═════ 抜粋

第4回には、アルペン競技の押切凌(スポ4=北海道・札幌第一)、中川慎(スポ3=北海道・札幌第一)、石島裕一郎(スポ1=北海道・札幌第一)の3人が登場する。学年は違えど、札幌第一高校出身でアルペン競技という共通点を持つ3人。インカレに向けての意気込みだけではなく、高校時代のお話も伺った。
※この取材は11月8日に行われたものです。
「シーズンの中で成長できた」(中川)
昨季のインカレでは全種目で入賞を果たした中川。今年は優勝を狙う
――まずは中川選手の他己紹介をお願いします
石島 慎さんについて…。
中川 結構難しい。
押切 僕は、(中川と)10年くらいの(付き合い)。小学校の時からチームも一緒で、高校も一緒、大学も一緒という感じなのですが、それくらい一緒にいるのにまだ掴めない部分が多くて。いい意味で言えば魅力的な人だと思うのですが…。魅力的な人っていうことにしておいてください(笑)
石島 自分も高校、(石島が)高1の時に(中川が)高3で。冬のシーズンも一緒にいることが多いので、面白い方だなといつも思います。
中川 そうですね。よく言われる褒め言葉です。

══════════
═════ 課題資料

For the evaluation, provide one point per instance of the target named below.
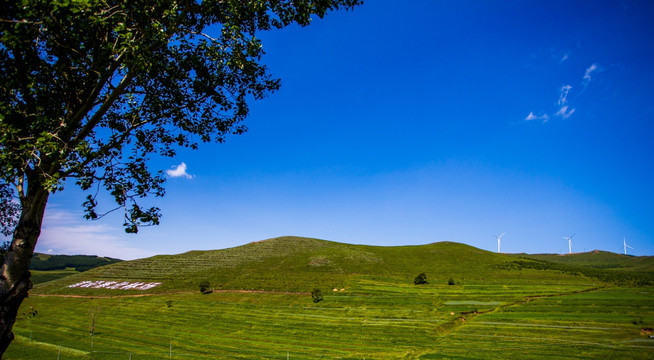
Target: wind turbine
(624, 242)
(570, 242)
(498, 241)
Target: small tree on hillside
(420, 279)
(316, 295)
(91, 90)
(205, 287)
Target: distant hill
(298, 264)
(599, 260)
(46, 262)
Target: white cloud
(533, 116)
(589, 71)
(563, 96)
(179, 171)
(64, 233)
(564, 112)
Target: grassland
(261, 308)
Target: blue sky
(415, 122)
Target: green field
(261, 307)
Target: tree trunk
(15, 278)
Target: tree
(316, 295)
(205, 287)
(92, 89)
(420, 279)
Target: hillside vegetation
(296, 264)
(45, 262)
(599, 260)
(258, 302)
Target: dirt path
(466, 316)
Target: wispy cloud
(563, 96)
(588, 76)
(565, 112)
(533, 116)
(65, 233)
(564, 58)
(589, 71)
(179, 171)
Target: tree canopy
(91, 89)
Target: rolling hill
(599, 259)
(298, 264)
(260, 306)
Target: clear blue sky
(411, 122)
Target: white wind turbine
(498, 241)
(569, 242)
(624, 242)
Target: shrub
(316, 295)
(204, 287)
(420, 279)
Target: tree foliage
(92, 89)
(316, 295)
(420, 279)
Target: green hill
(45, 262)
(297, 264)
(599, 260)
(261, 306)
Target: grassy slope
(492, 312)
(300, 265)
(599, 259)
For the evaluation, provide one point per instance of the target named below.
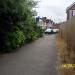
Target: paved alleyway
(37, 58)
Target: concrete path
(37, 58)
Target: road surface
(37, 58)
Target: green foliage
(17, 25)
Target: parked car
(55, 30)
(51, 31)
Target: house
(70, 11)
(41, 22)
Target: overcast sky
(53, 9)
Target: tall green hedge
(17, 24)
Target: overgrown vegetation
(66, 45)
(17, 24)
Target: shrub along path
(37, 58)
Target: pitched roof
(70, 6)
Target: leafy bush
(17, 24)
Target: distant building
(49, 24)
(46, 23)
(41, 22)
(70, 11)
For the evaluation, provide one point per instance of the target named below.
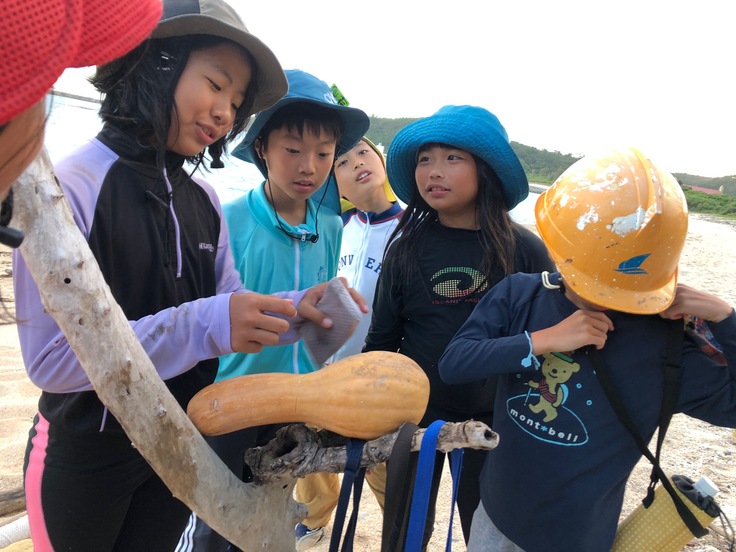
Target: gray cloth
(322, 343)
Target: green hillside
(544, 167)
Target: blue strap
(352, 480)
(422, 484)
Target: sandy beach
(692, 447)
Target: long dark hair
(139, 91)
(496, 229)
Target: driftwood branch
(298, 450)
(254, 516)
(75, 294)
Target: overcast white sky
(566, 75)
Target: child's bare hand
(579, 329)
(251, 325)
(697, 303)
(309, 310)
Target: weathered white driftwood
(258, 515)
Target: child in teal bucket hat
(459, 177)
(281, 234)
(473, 129)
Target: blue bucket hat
(466, 127)
(304, 87)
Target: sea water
(72, 122)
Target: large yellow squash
(362, 396)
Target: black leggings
(96, 493)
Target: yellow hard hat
(615, 225)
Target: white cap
(706, 487)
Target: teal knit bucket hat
(465, 127)
(304, 87)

══════════

# 設問 A:
抜粋によれば、この取材は何月何日に行われましたか。
# 設問 B:
課題資料の行のうち、「Target: hillside vegetation」を含む行から最終行までを、両端を含めて一字一句違えずに書き写してください。画像は解答に含めないでください。

# 解答 A:
11月8日に行われました。

# 解答 B:
Target: hillside vegetation
(296, 264)
(45, 262)
(599, 260)
(258, 302)
Target: dirt path
(466, 316)
Target: wispy cloud
(563, 96)
(588, 76)
(565, 112)
(533, 116)
(65, 233)
(564, 58)
(589, 71)
(179, 171)
Target: tree canopy
(91, 89)
Target: rolling hill
(599, 259)
(298, 264)
(260, 306)
Target: clear blue sky
(411, 122)
Target: white wind turbine
(498, 241)
(569, 242)
(624, 242)
Target: shrub
(316, 295)
(204, 287)
(420, 279)
Target: tree foliage
(92, 89)
(316, 295)
(420, 279)
Target: green hill
(45, 262)
(297, 264)
(599, 260)
(261, 306)
Target: grassy slope
(492, 312)
(300, 265)
(599, 259)
For the evaluation, provide one point per instance of the target named below.
Target: paved alleyway
(37, 58)
Target: concrete path
(37, 58)
Target: road surface
(37, 58)
Target: green foliage
(17, 25)
Target: parked car
(55, 30)
(51, 31)
Target: house
(70, 11)
(41, 22)
Target: overcast sky
(53, 9)
Target: tall green hedge
(17, 24)
Target: overgrown vegetation
(66, 45)
(17, 24)
Target: shrub along path
(37, 58)
Target: pitched roof
(70, 6)
Target: leafy bush
(17, 24)
Target: distant building
(49, 24)
(46, 23)
(41, 22)
(70, 11)
For the evaluation, provide one point per instance of the target named below.
Target: gray cloth
(322, 343)
Target: green hillside
(544, 167)
Target: blue strap
(352, 480)
(422, 484)
Target: sandy beach
(692, 447)
Target: long dark hair
(139, 91)
(496, 229)
Target: driftwood branch
(298, 450)
(254, 516)
(75, 294)
Target: overcast white sky
(566, 75)
Target: child's bare hand
(579, 329)
(251, 325)
(697, 303)
(309, 310)
Target: weathered white driftwood
(258, 515)
Target: child in teal bucket hat
(459, 177)
(281, 234)
(473, 129)
Target: blue bucket hat
(466, 127)
(304, 87)
Target: sea water
(72, 122)
Target: large yellow squash
(362, 396)
Target: black leggings
(96, 493)
Target: yellow hard hat
(615, 225)
Target: white cap
(706, 487)
Target: teal knit bucket hat
(465, 127)
(304, 87)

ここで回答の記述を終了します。